Stated exercise | Put each line of the data below into a numbered list, leaving out any blank lines.

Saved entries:
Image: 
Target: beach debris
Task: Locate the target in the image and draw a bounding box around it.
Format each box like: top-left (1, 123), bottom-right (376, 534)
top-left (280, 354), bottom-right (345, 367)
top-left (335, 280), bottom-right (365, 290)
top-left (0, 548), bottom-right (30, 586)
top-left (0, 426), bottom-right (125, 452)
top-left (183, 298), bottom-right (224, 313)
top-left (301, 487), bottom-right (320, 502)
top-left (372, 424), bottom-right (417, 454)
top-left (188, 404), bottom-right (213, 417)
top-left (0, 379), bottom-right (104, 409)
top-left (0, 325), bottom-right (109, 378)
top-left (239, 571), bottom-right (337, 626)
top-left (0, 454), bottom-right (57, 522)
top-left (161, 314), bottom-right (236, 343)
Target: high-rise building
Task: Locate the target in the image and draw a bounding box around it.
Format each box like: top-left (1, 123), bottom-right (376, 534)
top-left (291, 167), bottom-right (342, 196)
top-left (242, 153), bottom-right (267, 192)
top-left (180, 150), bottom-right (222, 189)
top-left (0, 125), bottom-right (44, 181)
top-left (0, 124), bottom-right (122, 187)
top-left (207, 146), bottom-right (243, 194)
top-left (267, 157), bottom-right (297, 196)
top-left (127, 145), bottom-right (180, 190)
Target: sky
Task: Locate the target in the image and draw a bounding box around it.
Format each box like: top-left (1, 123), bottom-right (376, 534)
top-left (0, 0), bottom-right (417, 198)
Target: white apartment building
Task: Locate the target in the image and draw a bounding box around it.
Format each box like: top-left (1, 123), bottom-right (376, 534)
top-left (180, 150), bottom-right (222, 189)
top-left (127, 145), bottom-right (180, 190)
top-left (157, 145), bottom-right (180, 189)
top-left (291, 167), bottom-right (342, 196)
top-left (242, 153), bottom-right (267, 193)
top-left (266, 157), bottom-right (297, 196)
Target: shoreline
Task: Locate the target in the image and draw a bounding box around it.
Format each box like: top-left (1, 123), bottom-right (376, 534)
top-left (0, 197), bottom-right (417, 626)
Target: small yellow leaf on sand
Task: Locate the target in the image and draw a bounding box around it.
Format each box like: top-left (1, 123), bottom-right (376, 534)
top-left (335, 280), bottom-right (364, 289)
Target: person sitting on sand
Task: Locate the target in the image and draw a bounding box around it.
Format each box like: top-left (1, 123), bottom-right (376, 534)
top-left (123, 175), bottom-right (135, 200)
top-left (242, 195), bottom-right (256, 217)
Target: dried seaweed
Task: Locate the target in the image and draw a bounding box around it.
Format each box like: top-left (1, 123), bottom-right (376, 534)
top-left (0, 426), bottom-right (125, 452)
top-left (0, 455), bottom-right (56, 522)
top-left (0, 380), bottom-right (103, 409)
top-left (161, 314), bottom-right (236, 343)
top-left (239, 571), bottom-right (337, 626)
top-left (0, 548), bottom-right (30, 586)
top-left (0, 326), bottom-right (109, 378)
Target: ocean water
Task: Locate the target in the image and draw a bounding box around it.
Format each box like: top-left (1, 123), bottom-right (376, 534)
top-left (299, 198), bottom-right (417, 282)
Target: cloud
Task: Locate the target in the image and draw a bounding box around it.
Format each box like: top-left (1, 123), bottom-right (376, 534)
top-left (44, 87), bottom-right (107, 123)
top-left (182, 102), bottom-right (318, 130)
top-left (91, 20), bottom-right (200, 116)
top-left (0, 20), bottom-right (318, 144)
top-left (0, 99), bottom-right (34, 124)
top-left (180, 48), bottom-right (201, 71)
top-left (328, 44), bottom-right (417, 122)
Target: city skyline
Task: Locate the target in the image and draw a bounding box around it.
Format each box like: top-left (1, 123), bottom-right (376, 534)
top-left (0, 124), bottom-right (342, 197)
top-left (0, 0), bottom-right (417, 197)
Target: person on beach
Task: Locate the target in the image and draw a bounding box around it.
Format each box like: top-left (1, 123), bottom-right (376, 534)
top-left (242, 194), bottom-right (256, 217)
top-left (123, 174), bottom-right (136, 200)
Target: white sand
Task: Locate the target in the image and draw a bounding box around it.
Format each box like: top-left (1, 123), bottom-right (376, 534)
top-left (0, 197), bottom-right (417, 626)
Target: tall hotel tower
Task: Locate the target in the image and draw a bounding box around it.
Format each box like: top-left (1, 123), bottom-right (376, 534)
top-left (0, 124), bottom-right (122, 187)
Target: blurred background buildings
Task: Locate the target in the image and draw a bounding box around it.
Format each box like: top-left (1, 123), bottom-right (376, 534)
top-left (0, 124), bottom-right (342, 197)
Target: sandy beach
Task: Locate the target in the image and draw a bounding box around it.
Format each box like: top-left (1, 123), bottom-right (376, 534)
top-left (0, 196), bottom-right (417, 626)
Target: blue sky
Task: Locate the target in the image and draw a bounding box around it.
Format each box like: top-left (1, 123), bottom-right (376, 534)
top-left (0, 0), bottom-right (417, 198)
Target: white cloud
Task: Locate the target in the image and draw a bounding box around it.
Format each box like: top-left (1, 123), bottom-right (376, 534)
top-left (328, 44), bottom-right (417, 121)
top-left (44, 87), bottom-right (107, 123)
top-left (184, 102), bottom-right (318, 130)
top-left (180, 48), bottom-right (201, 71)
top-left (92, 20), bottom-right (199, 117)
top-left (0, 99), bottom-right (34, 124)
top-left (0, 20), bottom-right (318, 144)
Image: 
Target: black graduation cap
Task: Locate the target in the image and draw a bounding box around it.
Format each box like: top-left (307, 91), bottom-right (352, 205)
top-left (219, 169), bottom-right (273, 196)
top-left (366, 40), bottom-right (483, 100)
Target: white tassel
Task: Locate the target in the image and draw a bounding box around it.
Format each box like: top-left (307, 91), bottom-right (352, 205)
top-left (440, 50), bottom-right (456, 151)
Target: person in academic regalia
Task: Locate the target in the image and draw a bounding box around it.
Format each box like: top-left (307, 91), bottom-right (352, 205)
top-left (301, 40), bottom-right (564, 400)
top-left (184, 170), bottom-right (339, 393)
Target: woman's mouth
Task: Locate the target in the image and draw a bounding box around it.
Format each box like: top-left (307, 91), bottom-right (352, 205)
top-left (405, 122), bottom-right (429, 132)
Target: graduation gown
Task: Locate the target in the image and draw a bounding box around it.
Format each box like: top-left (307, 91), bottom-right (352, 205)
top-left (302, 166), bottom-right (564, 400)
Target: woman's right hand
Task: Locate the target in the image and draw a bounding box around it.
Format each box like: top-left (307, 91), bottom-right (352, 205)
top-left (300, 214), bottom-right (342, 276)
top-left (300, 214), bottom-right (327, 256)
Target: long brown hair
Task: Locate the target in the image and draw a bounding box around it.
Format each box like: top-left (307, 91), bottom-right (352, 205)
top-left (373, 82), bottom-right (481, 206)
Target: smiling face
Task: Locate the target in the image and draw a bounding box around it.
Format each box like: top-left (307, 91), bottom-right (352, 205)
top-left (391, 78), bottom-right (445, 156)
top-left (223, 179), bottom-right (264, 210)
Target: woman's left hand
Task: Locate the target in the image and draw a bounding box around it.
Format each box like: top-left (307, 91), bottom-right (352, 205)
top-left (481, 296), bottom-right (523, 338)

Solution to the exercise |
1. Image: 
2. Target: beach debris
3. Task: Locate the target in the image and draw a bounding box around it.
4. Format each box like: top-left (1, 123), bottom-right (376, 534)
5. top-left (280, 354), bottom-right (345, 367)
6. top-left (335, 280), bottom-right (365, 290)
7. top-left (0, 548), bottom-right (30, 586)
8. top-left (0, 426), bottom-right (125, 452)
9. top-left (183, 298), bottom-right (224, 313)
10. top-left (301, 487), bottom-right (320, 502)
11. top-left (372, 424), bottom-right (417, 454)
12. top-left (188, 404), bottom-right (213, 417)
13. top-left (0, 379), bottom-right (104, 409)
14. top-left (0, 325), bottom-right (109, 378)
15. top-left (239, 571), bottom-right (337, 626)
16. top-left (0, 454), bottom-right (57, 522)
17. top-left (161, 314), bottom-right (236, 343)
18. Target: high-rise building
19. Task: Locate the target in the image and draw a bounding box around it.
20. Format each box like: top-left (1, 123), bottom-right (376, 534)
21. top-left (291, 167), bottom-right (342, 196)
22. top-left (242, 153), bottom-right (267, 192)
23. top-left (180, 150), bottom-right (222, 189)
24. top-left (0, 125), bottom-right (44, 181)
25. top-left (0, 124), bottom-right (122, 187)
26. top-left (207, 146), bottom-right (243, 194)
27. top-left (267, 157), bottom-right (297, 196)
28. top-left (127, 145), bottom-right (180, 190)
29. Target: sky
30. Task: Locate the target in the image and draw a bounding box around it.
31. Format each box like: top-left (1, 123), bottom-right (376, 534)
32. top-left (0, 0), bottom-right (417, 198)
33. Target: white apartment building
34. Task: Locate the target in the image and draw a bounding box around it.
35. Format each box like: top-left (1, 123), bottom-right (376, 534)
36. top-left (180, 150), bottom-right (222, 189)
37. top-left (127, 145), bottom-right (180, 190)
38. top-left (157, 145), bottom-right (180, 189)
39. top-left (291, 167), bottom-right (342, 196)
40. top-left (242, 153), bottom-right (267, 193)
41. top-left (266, 157), bottom-right (297, 196)
42. Target: shoreline
43. Task: Locate the target in the image and draw a bounding box around it.
44. Format each box like: top-left (1, 123), bottom-right (376, 534)
45. top-left (0, 197), bottom-right (417, 626)
46. Target: small yellow leaf on sand
47. Task: Locate the target in the image and draw a bounding box around it.
48. Format each box like: top-left (1, 123), bottom-right (376, 534)
49. top-left (335, 280), bottom-right (364, 289)
50. Target: person sitting on sand
51. Task: Locate the target in the image and draw a bounding box around it.
52. Format each box like: top-left (1, 123), bottom-right (376, 534)
53. top-left (123, 175), bottom-right (135, 200)
54. top-left (242, 195), bottom-right (256, 217)
55. Target: dried seaweed
56. Task: Locate the target in the image and draw a bounding box around it.
57. Format each box like: top-left (1, 123), bottom-right (376, 534)
58. top-left (0, 426), bottom-right (125, 452)
59. top-left (0, 455), bottom-right (56, 522)
60. top-left (0, 380), bottom-right (103, 409)
61. top-left (161, 314), bottom-right (236, 343)
62. top-left (239, 571), bottom-right (337, 626)
63. top-left (0, 548), bottom-right (30, 586)
64. top-left (0, 326), bottom-right (109, 378)
65. Target: ocean water
66. Task: Locate the target in the image and draw a bounding box around it.
67. Format each box like: top-left (1, 123), bottom-right (376, 534)
68. top-left (299, 198), bottom-right (417, 282)
69. Target: cloud
70. Task: Locate the target in the image and draw a bounding box around it.
71. Format each box like: top-left (1, 123), bottom-right (376, 534)
72. top-left (44, 87), bottom-right (107, 123)
73. top-left (182, 102), bottom-right (318, 130)
74. top-left (91, 20), bottom-right (200, 116)
75. top-left (0, 20), bottom-right (318, 144)
76. top-left (0, 99), bottom-right (34, 124)
77. top-left (180, 48), bottom-right (201, 71)
78. top-left (328, 44), bottom-right (417, 122)
79. Target: city skyline
80. Task: Locate the target in the image and draw a bounding box around it.
81. Format each box like: top-left (1, 123), bottom-right (376, 534)
82. top-left (0, 124), bottom-right (342, 197)
83. top-left (0, 0), bottom-right (417, 197)
84. Target: person on beach
85. Task: Locate the target in the image and draw a bounding box around it.
86. Format each box like: top-left (1, 123), bottom-right (376, 534)
87. top-left (242, 194), bottom-right (256, 217)
88. top-left (123, 174), bottom-right (136, 200)
89. Target: white sand
90. Task: Locate the target in the image and draw a bounding box around it.
91. Format each box like: top-left (1, 123), bottom-right (376, 534)
92. top-left (0, 197), bottom-right (417, 626)
93. Target: tall hotel tower
94. Task: Locate the target in the image and draw a bounding box around it.
95. Format each box like: top-left (1, 123), bottom-right (376, 534)
96. top-left (0, 124), bottom-right (122, 187)
97. Target: blurred background buildings
98. Task: Locate the target in the image and draw a bounding box around it.
99. Format each box like: top-left (1, 123), bottom-right (376, 534)
100. top-left (0, 124), bottom-right (342, 197)
101. Target: sandy beach
102. Task: Locate the target in the image and draw a bounding box around it.
103. Format each box like: top-left (1, 123), bottom-right (376, 534)
104. top-left (0, 196), bottom-right (417, 626)
105. Target: blue sky
106. Task: Locate the target in the image and draw a bounding box around it.
107. Format each box like: top-left (1, 123), bottom-right (376, 534)
108. top-left (0, 0), bottom-right (417, 198)
109. Target: white cloud
110. Task: Locate the target in the image and draw a bounding box around it.
111. Format each box like: top-left (1, 123), bottom-right (376, 534)
112. top-left (328, 44), bottom-right (417, 121)
113. top-left (44, 87), bottom-right (107, 123)
114. top-left (184, 102), bottom-right (318, 130)
115. top-left (180, 48), bottom-right (201, 71)
116. top-left (92, 20), bottom-right (199, 117)
117. top-left (0, 99), bottom-right (34, 124)
118. top-left (0, 20), bottom-right (318, 144)
119. Image: 
120. Target: black graduation cap
121. Task: Locate the target in the image and draw a bounding box around it.
122. Format each box like: top-left (307, 91), bottom-right (352, 205)
123. top-left (219, 169), bottom-right (273, 196)
124. top-left (366, 40), bottom-right (483, 100)
125. Target: white tassel
126. Task: Locate the target in the image and draw a bounding box around it.
127. Format each box like: top-left (307, 91), bottom-right (352, 205)
128. top-left (440, 50), bottom-right (456, 151)
129. Target: person in academic regalia
130. Task: Locate the target in the image and draw a bounding box around it.
131. Format each box like: top-left (307, 91), bottom-right (352, 205)
132. top-left (301, 40), bottom-right (564, 400)
133. top-left (184, 170), bottom-right (339, 393)
134. Target: woman's mouth
135. Task: Locate the target in the image and draw a bounding box around it.
136. Format each box like: top-left (307, 91), bottom-right (352, 205)
137. top-left (405, 122), bottom-right (429, 132)
138. Target: graduation gown
139. Task: Locate the target in the image and draw a bounding box around it.
140. Format each box like: top-left (307, 91), bottom-right (352, 205)
141. top-left (302, 166), bottom-right (564, 400)
142. Target: woman's right hand
143. Task: Locate the target in the image and draw a bounding box around it.
144. Format each box like: top-left (307, 91), bottom-right (352, 205)
145. top-left (300, 214), bottom-right (342, 276)
146. top-left (300, 214), bottom-right (327, 256)
147. Target: long brown hair
148. Task: Locate the target in the image and draw a bounding box around it.
149. Format each box like: top-left (307, 91), bottom-right (352, 205)
150. top-left (373, 82), bottom-right (481, 206)
151. Target: smiling face
152. Task: Locate the target in the image and draw a bounding box around it.
153. Format each box like: top-left (307, 91), bottom-right (352, 205)
154. top-left (391, 78), bottom-right (445, 156)
155. top-left (223, 179), bottom-right (264, 210)
156. Target: woman's left hand
157. Task: Locate the target in the image and draw a bounding box around it.
158. Format each box like: top-left (307, 91), bottom-right (352, 205)
159. top-left (481, 296), bottom-right (523, 338)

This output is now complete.